Exercise requirements
Set down exactly the lines running from the line with "field in the photo above." to the end of the listing below, both ends included.

________________________________________

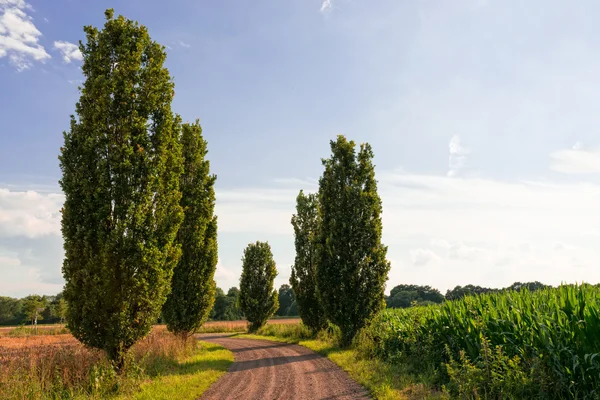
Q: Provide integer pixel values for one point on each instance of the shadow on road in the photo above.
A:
(270, 362)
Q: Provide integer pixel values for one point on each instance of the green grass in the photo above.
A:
(383, 380)
(186, 379)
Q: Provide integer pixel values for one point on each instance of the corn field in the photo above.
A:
(542, 344)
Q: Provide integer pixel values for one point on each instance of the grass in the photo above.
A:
(160, 366)
(21, 331)
(383, 380)
(186, 379)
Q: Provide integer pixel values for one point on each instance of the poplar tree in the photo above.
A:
(121, 162)
(193, 287)
(352, 268)
(258, 299)
(304, 270)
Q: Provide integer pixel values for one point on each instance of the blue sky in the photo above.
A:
(482, 116)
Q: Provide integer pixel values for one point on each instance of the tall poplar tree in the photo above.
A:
(352, 267)
(193, 287)
(258, 299)
(121, 162)
(304, 270)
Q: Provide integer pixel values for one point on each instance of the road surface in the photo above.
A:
(270, 370)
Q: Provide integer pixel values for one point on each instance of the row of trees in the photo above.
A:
(227, 307)
(140, 234)
(52, 309)
(340, 268)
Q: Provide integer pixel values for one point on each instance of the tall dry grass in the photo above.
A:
(43, 370)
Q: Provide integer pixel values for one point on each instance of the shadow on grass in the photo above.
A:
(163, 366)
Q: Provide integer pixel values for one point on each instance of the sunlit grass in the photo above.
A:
(187, 379)
(383, 380)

________________________________________

Result
Q: Provide integer pixel values for one point on each instance of the corn field in the photo above.
A:
(542, 344)
Q: Provide integer pixel values for one point on each instance of the grass in the photo above.
A:
(160, 366)
(21, 331)
(383, 380)
(186, 379)
Q: Provide integer pixel values for one point on each instance of the poplar tree in the photo above.
A:
(121, 162)
(193, 287)
(352, 268)
(258, 299)
(304, 270)
Q: Provide integer pixel values for one point on each instance of the blue sky in the photo above.
A:
(482, 116)
Q: Provide integer pixel values for one point on each instance of the tall poplar tree in the photo above.
A:
(352, 267)
(193, 287)
(258, 299)
(121, 162)
(304, 270)
Q: Provide integer pixel values for one point on each instance of the road surface in the photo above.
A:
(270, 370)
Q: Provide integer pixel values for one point on each instance of the row of trees in the photo above.
A:
(227, 307)
(140, 234)
(52, 309)
(340, 268)
Q: Provide integer pixel values for one point on each instance of the tall dry grass in the photo above.
A:
(43, 370)
Q: Provide integer pixel values for one point on each instance of the shadow on grass in the photo above.
A:
(163, 366)
Q: Provide integer pixel values for one point on each instance of the sunlit grass in the photo above.
A:
(187, 379)
(383, 380)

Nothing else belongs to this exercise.